• _Kutipan Pilihan_:
______________________________

Oleh: Agusliadi Massere*
Sebagai manusia, kita sedang melakukan perjalanan panjang. Mulai dari alam arwah, alam rahim, alam dunia, alam kubur, dan terus berlanjut sampai di akhirat. Merenungi kehidupan ini sambil membaca literatur terbaik, yakni Al-Qur’an, kita akan memahami dan menyadari dunia ini—meskipun bukan tujuan paling utama dan hanya sekadar tempat singgah—memiliki posisi penting. Dunia tidak boleh diabaikan.
Terkait sikap dan tindakan terhadap dunia dan akhirat, ada tiga karakter manusia. Ada manusia yang fokus untuk dunia, dan mengabaikan akhirat. Ada pula yang fokus pada kepentingan akhirat dan mengabaikan urusan dunianya. Selain itu, yang terakhir dan bagi saya ini tepat adalah menyeimbangkan dan menempatkan secara proporsional antara urusan dunia dan akhirat.
Sesungguhnya, kita tidak boleh mengabaikan dunia. Sepanjang radius dan kedalaman pemahaman saya tentang dunia, akhirat, kehidupan, dan agama, dunia itu adalah tempat singgah satu-satunya di antara semua alam yang dilewati untuk menyiapkan bekal hidup terbaik di akhirat. Dunia menjadi poros penting yang akan menentukan apakah di akhirat kelak, kita di surga atau neraka. Kesimpulan ini bukan berarti, bahwa saya mengabaikan hak Prerogatif Allah yang salah satunya menegaskan bahwa urusan surga-neraka sangat tergantung atas kehendak dan rida Allah. Namun, proses pengadilan dan keadilan Allah pun algoritmanya terhubung dengan sikap dan tindakan manusia di dunia.

______________________________

Catatan anotasi titik:

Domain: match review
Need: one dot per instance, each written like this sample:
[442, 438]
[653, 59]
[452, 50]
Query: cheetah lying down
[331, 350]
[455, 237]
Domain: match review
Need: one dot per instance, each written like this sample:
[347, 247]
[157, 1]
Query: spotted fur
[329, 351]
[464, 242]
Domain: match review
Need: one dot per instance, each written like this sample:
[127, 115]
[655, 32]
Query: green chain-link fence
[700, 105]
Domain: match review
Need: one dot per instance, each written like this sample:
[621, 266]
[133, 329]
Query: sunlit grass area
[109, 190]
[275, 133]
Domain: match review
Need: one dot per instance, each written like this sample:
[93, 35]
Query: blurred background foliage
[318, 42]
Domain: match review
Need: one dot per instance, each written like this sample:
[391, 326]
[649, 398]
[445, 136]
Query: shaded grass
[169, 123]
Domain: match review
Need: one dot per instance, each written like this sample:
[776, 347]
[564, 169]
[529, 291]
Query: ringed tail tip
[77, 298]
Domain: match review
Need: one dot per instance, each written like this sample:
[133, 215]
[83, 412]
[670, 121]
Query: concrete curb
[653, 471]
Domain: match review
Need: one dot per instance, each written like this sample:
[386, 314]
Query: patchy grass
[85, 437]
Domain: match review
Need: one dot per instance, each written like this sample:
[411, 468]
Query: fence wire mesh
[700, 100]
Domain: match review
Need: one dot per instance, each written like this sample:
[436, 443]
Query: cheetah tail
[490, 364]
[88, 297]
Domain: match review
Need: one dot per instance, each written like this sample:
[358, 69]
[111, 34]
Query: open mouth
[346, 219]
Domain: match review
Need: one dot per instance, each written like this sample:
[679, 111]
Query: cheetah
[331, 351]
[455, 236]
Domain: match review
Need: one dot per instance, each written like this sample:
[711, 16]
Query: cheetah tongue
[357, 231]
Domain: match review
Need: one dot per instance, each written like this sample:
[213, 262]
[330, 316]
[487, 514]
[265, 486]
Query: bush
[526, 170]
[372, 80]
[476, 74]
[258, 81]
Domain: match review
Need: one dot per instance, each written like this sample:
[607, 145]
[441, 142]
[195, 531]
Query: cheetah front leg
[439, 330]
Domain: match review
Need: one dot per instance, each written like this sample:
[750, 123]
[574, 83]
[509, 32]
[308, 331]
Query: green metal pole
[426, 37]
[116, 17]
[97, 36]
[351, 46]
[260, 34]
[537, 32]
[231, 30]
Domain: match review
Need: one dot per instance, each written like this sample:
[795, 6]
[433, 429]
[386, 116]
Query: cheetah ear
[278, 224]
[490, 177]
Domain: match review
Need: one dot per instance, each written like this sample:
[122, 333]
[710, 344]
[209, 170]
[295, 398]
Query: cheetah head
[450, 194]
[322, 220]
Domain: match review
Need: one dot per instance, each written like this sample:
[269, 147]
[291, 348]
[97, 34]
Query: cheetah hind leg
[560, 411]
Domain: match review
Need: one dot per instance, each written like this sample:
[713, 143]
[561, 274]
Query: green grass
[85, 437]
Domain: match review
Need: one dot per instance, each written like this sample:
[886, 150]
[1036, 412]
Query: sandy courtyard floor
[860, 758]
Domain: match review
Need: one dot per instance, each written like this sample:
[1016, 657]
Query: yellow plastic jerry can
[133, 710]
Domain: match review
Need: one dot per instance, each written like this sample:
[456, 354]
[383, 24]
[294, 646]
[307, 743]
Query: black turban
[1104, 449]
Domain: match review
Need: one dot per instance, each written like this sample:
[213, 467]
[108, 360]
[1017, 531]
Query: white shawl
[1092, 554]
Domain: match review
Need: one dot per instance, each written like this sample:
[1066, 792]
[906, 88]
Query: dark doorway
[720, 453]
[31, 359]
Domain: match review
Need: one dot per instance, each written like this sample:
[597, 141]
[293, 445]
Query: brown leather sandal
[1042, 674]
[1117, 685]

______________________________

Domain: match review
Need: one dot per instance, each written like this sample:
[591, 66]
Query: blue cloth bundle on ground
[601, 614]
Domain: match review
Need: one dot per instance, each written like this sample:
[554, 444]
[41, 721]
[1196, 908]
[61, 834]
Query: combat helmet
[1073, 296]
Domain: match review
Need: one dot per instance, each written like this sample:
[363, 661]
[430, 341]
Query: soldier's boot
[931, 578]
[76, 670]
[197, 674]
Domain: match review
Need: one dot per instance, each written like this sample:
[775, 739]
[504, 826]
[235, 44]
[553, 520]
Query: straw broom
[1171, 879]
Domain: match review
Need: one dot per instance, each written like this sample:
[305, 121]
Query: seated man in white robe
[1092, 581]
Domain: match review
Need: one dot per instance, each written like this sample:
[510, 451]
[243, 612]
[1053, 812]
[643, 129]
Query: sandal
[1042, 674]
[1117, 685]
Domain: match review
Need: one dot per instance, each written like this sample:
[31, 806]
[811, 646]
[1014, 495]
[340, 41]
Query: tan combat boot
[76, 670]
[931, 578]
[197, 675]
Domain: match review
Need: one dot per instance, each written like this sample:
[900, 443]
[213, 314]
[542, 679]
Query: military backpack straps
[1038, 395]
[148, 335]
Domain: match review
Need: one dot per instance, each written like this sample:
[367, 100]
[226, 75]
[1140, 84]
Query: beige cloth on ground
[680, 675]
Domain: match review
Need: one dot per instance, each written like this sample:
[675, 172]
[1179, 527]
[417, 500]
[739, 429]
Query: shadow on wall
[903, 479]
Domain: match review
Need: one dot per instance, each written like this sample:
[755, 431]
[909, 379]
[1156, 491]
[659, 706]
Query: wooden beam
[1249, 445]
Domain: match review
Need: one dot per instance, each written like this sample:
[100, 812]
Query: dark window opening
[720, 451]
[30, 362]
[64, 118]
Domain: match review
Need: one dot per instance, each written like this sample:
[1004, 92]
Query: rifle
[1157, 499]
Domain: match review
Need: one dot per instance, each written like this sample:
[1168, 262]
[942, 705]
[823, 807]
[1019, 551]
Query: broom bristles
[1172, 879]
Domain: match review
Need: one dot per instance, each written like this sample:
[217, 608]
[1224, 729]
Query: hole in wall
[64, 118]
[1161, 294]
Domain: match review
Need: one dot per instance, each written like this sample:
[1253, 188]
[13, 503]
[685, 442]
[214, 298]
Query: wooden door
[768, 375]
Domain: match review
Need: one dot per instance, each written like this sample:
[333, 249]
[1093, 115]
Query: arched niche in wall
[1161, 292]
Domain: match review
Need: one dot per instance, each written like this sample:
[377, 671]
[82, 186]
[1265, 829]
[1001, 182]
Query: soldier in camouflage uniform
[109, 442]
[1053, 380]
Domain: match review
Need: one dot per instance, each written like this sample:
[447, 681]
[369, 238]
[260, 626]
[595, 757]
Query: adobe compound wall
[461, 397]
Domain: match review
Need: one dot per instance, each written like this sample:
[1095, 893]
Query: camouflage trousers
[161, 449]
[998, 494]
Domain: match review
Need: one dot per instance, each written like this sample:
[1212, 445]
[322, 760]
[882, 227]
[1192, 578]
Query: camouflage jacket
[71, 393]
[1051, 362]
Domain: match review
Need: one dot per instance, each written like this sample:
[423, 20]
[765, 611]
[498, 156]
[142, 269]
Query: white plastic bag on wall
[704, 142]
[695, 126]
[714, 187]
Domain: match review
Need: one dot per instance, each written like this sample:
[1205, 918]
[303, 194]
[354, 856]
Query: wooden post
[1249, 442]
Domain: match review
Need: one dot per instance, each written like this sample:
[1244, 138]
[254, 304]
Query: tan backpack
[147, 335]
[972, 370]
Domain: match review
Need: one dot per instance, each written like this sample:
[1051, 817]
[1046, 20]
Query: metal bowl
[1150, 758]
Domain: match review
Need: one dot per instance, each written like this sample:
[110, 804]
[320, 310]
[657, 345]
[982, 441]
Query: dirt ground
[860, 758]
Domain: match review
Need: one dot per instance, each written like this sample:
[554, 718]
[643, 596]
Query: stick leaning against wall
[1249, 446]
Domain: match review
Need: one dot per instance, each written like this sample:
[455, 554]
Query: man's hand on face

______________________________

• _Daftar Tugas_:
A: Ubah bagian kutipan tentang dunia dan akhirat yang diawali kata-kata "Sesungguhnya, kita tidak" dan diakhiri "manusia di dunia.", dengan mengganti "poros" menjadi "titik tumpu".
B: Tolong lanjutkan tulisan tentang dunia dan akhirat ini, mulai setelah kalimat terakhirnya.

• _Jawaban yang Diharapkan_:
A:
Sesungguhnya, kita tidak boleh mengabaikan dunia. Sepanjang radius dan kedalaman pemahaman saya tentang dunia, akhirat, kehidupan, dan agama, dunia itu adalah tempat singgah satu-satunya di antara semua alam yang dilewati untuk menyiapkan bekal hidup terbaik di akhirat. Dunia menjadi titik tumpu penting yang akan menentukan apakah di akhirat kelak, kita di surga atau neraka. Kesimpulan ini bukan berarti, bahwa saya mengabaikan hak Prerogatif Allah yang salah satunya menegaskan bahwa urusan surga-neraka sangat tergantung atas kehendak dan rida Allah. Namun, proses pengadilan dan keadilan Allah pun algoritmanya terhubung dengan sikap dan tindakan manusia di dunia.

B:
Akhirat adalah tempat dan tujuan mudik utama bagi manusia. Sebagaimana kebiasaan di muka bumi ini, terutama menjelang hari raya Idul Fitri, ketika akan mudik maka segala bekal terbaik akan disiapkan, bahkan jauh hari sebelumnya. Harapannya, ketika kita tiba di kampung halaman, maka kita bisa bahagia disambut dengan tempat dan suasana terbaik.
Mudik ke kampung halaman saja di dunia ini, kita senantiasa berupaya keras menyiapkan bekal terbaik—ini adalah dorongan manusiawi. Apatah lagi, kita akan mudik ke akhirat berharap bertemu Allah dan diridai memasuki dan menempati tempat terbaikNya yaitu surga.
Bisakah kita menjadikan bumi ini sebagai tempat menyiapkan bekal terbaik untuk mudik ke akhirat? Idealitas dan fitrahnya seperti itu, kita harus menyiapkan bekal terbaik. Meskipun, bumi ini bukan hanya tempat menyiapkan bekal semata, tetapi juga menjalankan mandat kosmik mulia dari Allah. Dalam menjalankan mandat kosmik dari Allah ini, buah, hasil, prestasi dan/atau reward-Nya, itu satu paket dalam algoritma penyiapan bekal terbaik itu sebagai jalan mendapat rida Allah dan memasuki surga-Nya.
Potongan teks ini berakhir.